Stated task. In the passage on the word "succinct," which Latin verb does the word trace to, and what does that verb mean?

Supplied passage.
Choose the Right Synonym for succinct

concise, terse, succinct, laconic, summary, pithy, compendious mean very brief in statement or expression. concise suggests the removal of all that is superfluous or elaborative. a concise description terse implies pointed conciseness. a terse reply succinct implies the greatest possible compression. a succinct letter of resignation laconic implies brevity to the point of seeming rude, indifferent, or mysterious. an aloof and laconic stranger summary suggests the statement of main points with no elaboration or explanation. a summary listing of the year's main events pithy adds to succinct or terse the implication of richness of meaning or substance. a comedy sharpened by pithy one-liners compendious applies to what is at once full in scope and brief and concise in treatment. a compendious dictionary

A Succinct History of Succinct

The history of "succinct" might not be short, but it's a cinch to remember. "Succinct" traces to the Latin verb succingere ("to gird about"), which comes from "cingere" ("to gird"), the word that gave us "cincture" and "cinch." The earliest uses of succinct meant "confined" or "girded up," and, as such, it was often used in reference to garments encircled by a band. Eventually, "succinct" was extended to the realm of insects, where it meant "supported by a band of silk around the middle" (as in "the succinct pupa of a butterfly"). Later, the word was applied to writings. A "succinct" piece of writing is "compressed" or "compact" and uses as few words as possible.

Bounding-box annotations for photos.
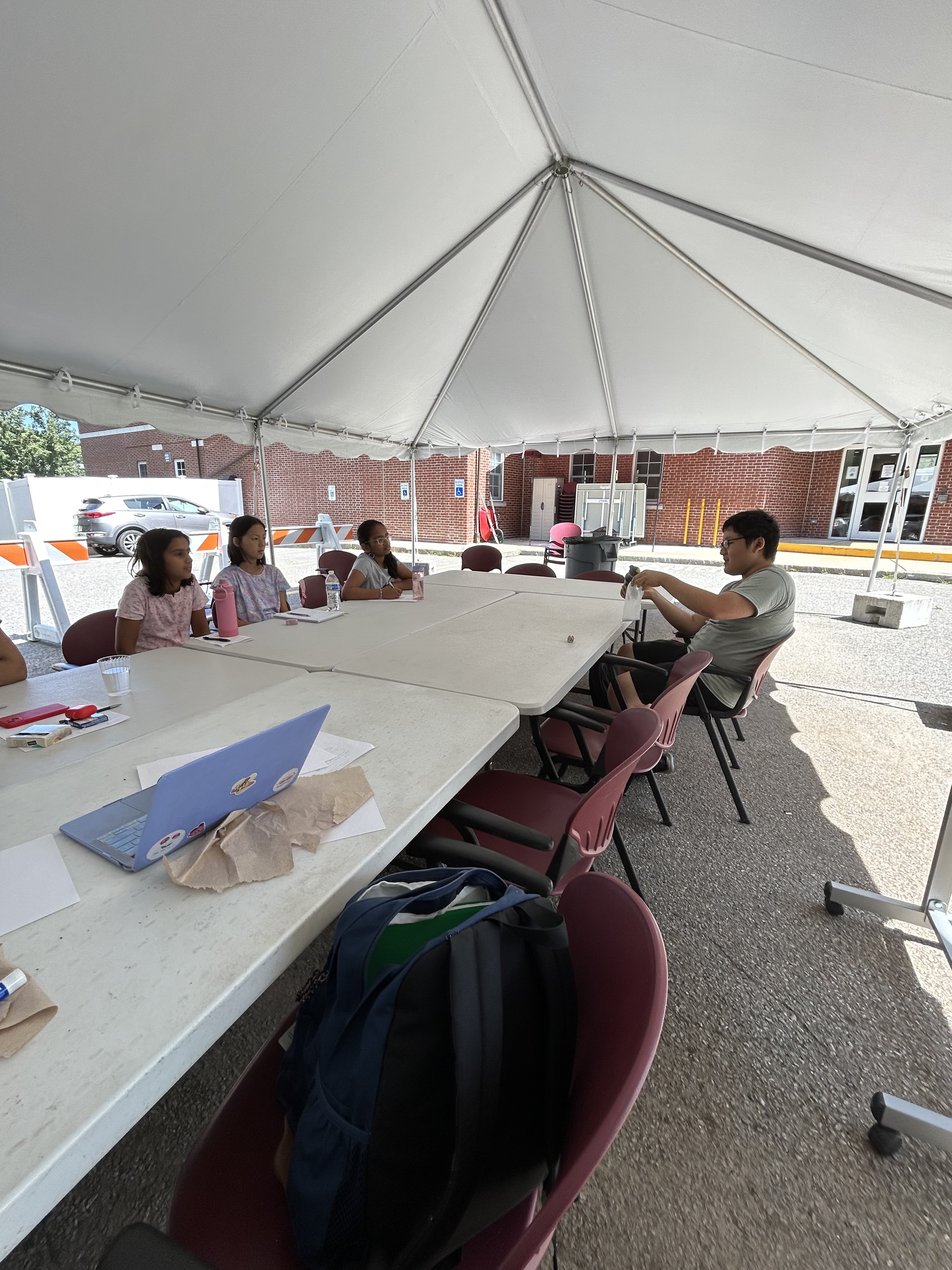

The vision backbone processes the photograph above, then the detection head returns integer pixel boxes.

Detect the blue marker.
[0,970,27,1001]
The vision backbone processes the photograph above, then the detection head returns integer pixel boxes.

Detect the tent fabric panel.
[507,0,952,293]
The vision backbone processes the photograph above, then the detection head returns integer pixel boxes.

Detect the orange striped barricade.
[7,522,89,644]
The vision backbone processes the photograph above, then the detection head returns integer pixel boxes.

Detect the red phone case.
[0,705,66,728]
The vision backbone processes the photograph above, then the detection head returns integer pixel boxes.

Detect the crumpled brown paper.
[0,944,58,1058]
[162,767,373,894]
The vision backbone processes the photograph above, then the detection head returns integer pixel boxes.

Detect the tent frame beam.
[259,164,553,418]
[560,170,618,442]
[569,159,952,309]
[579,171,904,428]
[412,176,555,447]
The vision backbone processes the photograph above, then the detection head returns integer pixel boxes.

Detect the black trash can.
[564,535,622,578]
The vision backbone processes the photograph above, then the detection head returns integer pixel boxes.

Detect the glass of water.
[99,655,132,701]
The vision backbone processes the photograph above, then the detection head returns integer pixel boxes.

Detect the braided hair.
[357,521,400,578]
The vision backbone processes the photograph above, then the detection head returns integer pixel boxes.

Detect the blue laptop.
[60,706,330,872]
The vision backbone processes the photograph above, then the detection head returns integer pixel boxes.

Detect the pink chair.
[317,551,358,581]
[507,564,556,578]
[406,709,661,895]
[62,608,116,666]
[575,569,625,587]
[460,545,503,573]
[542,521,581,564]
[297,579,327,608]
[110,879,668,1270]
[537,653,711,827]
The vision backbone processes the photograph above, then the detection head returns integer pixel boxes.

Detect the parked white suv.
[74,494,235,556]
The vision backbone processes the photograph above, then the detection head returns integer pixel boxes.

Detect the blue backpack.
[271,869,575,1270]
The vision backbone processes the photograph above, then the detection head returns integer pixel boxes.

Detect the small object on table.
[0,944,57,1058]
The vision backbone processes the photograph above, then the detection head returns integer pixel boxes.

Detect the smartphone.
[0,705,67,728]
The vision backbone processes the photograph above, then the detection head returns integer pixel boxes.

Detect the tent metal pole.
[866,439,909,591]
[482,0,565,161]
[569,159,952,309]
[562,171,618,442]
[258,168,551,416]
[414,176,555,446]
[579,171,901,427]
[255,423,274,564]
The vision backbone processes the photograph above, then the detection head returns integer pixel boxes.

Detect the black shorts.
[589,639,740,710]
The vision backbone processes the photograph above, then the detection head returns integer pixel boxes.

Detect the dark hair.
[129,529,196,596]
[357,521,400,578]
[229,516,268,564]
[723,508,781,560]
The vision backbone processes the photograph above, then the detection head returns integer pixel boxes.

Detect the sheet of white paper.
[136,737,343,790]
[0,833,81,935]
[301,731,373,776]
[321,798,386,843]
[8,710,129,754]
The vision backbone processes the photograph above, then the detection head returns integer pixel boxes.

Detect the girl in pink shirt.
[116,529,208,653]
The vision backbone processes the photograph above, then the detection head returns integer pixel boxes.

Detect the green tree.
[0,405,85,479]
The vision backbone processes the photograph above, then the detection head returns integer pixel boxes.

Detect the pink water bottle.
[212,578,237,639]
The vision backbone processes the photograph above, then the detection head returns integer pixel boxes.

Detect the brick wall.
[82,432,952,545]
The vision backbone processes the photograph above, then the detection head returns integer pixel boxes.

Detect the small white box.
[853,591,932,631]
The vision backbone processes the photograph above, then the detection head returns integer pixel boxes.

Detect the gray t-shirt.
[354,551,394,591]
[690,564,797,706]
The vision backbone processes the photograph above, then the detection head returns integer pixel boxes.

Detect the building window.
[635,449,664,507]
[569,449,595,485]
[489,449,505,503]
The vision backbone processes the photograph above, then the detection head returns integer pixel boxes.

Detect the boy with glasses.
[604,509,796,710]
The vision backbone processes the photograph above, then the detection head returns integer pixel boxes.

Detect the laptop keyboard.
[96,815,147,856]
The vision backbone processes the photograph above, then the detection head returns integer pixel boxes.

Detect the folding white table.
[0,676,519,1260]
[0,648,306,789]
[185,587,513,671]
[334,592,626,716]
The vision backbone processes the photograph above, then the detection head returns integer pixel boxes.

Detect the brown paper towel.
[0,944,57,1058]
[162,767,373,894]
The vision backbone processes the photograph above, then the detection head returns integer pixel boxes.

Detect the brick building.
[80,424,952,545]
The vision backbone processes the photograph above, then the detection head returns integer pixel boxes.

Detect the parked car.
[74,494,235,555]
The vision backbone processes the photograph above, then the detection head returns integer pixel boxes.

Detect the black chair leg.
[705,715,750,824]
[645,772,672,829]
[612,824,645,899]
[715,719,740,771]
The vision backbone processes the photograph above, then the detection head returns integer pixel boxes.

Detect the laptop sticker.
[146,829,185,860]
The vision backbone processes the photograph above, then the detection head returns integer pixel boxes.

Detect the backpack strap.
[390,921,503,1270]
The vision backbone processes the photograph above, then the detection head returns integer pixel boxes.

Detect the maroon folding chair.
[460,544,503,573]
[507,564,556,578]
[99,874,668,1270]
[575,569,625,587]
[406,709,661,895]
[297,579,327,608]
[62,608,116,666]
[542,521,581,564]
[317,551,358,587]
[536,653,711,827]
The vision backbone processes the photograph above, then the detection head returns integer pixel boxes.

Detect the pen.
[0,970,27,1001]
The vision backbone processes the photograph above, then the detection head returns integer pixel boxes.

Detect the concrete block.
[853,591,932,630]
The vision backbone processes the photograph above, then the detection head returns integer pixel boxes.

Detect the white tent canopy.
[0,0,952,459]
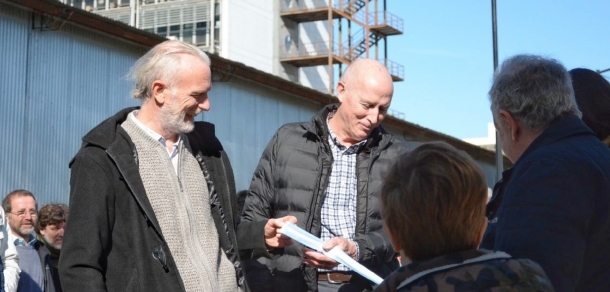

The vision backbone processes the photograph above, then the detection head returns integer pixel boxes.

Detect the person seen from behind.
[374,142,554,292]
[481,55,610,292]
[570,68,610,147]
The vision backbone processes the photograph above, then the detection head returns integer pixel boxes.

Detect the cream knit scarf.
[121,118,238,292]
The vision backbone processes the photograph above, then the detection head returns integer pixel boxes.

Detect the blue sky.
[379,0,610,139]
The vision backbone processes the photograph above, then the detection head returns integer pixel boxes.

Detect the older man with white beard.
[59,41,242,292]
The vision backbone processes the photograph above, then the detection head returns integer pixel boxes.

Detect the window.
[195,22,208,45]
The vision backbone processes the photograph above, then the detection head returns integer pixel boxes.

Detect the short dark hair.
[570,68,610,141]
[2,189,38,215]
[36,204,68,234]
[381,142,487,261]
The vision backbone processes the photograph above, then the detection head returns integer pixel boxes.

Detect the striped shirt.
[320,115,366,271]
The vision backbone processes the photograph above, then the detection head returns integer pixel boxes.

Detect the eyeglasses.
[11,211,38,218]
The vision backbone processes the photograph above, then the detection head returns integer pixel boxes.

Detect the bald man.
[238,59,407,292]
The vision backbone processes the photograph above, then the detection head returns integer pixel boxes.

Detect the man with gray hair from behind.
[481,55,610,291]
[59,41,242,292]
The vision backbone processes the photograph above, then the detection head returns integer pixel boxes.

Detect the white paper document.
[278,222,383,285]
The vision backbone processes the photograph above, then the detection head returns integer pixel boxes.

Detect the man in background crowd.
[2,190,44,292]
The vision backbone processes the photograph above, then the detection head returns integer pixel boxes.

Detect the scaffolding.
[280,0,404,94]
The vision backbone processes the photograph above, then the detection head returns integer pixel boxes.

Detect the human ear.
[477,216,489,248]
[150,80,169,104]
[337,81,347,102]
[500,110,521,141]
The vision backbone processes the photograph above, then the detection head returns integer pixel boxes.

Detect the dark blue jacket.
[481,116,610,291]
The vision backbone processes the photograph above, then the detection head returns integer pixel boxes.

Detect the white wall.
[220,0,276,73]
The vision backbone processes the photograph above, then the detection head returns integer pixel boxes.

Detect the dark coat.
[59,108,240,292]
[374,250,554,292]
[481,116,610,291]
[238,104,407,292]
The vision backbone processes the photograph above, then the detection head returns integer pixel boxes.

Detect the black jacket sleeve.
[59,148,114,292]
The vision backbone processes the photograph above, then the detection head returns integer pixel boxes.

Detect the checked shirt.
[320,115,366,271]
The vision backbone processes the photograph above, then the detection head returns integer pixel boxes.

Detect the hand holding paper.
[265,216,297,248]
[278,222,383,284]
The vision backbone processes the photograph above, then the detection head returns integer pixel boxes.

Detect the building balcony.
[368,11,404,36]
[378,59,405,82]
[280,0,370,25]
[280,42,350,67]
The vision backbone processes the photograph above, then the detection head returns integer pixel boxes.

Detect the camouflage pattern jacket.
[374,250,555,292]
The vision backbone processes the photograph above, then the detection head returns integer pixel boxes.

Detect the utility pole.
[491,0,504,181]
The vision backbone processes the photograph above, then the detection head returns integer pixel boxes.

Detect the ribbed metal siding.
[0,4,494,204]
[199,79,320,191]
[0,6,145,204]
[0,4,29,203]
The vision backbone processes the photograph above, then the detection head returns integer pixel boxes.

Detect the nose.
[197,97,210,112]
[368,107,381,126]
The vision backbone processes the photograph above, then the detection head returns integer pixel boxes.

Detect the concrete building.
[464,123,496,152]
[0,0,504,205]
[58,0,404,94]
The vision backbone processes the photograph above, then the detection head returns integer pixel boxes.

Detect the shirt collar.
[128,110,182,151]
[326,111,367,150]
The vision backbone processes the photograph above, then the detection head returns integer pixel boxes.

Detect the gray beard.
[159,106,195,135]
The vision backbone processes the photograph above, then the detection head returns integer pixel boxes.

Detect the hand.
[303,237,357,270]
[322,237,358,260]
[303,248,339,270]
[265,216,297,248]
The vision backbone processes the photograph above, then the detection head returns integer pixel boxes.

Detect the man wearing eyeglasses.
[2,190,44,291]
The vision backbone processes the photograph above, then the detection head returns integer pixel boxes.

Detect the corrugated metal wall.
[0,4,145,204]
[0,4,493,205]
[0,4,319,204]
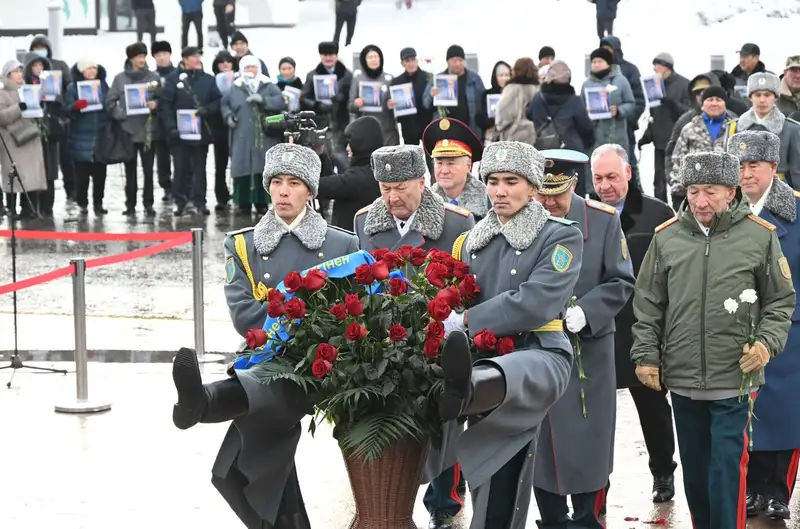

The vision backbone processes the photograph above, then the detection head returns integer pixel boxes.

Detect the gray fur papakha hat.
[481,141,544,188]
[369,145,428,183]
[264,143,322,197]
[681,152,739,189]
[747,72,781,97]
[728,130,781,163]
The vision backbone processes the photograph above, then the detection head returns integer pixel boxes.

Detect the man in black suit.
[591,144,678,503]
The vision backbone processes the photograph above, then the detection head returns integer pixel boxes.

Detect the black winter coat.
[592,185,675,389]
[525,83,594,154]
[317,116,383,231]
[158,68,222,145]
[392,69,434,146]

Correct output. It traces to the Latin verb succingere, meaning "to gird about."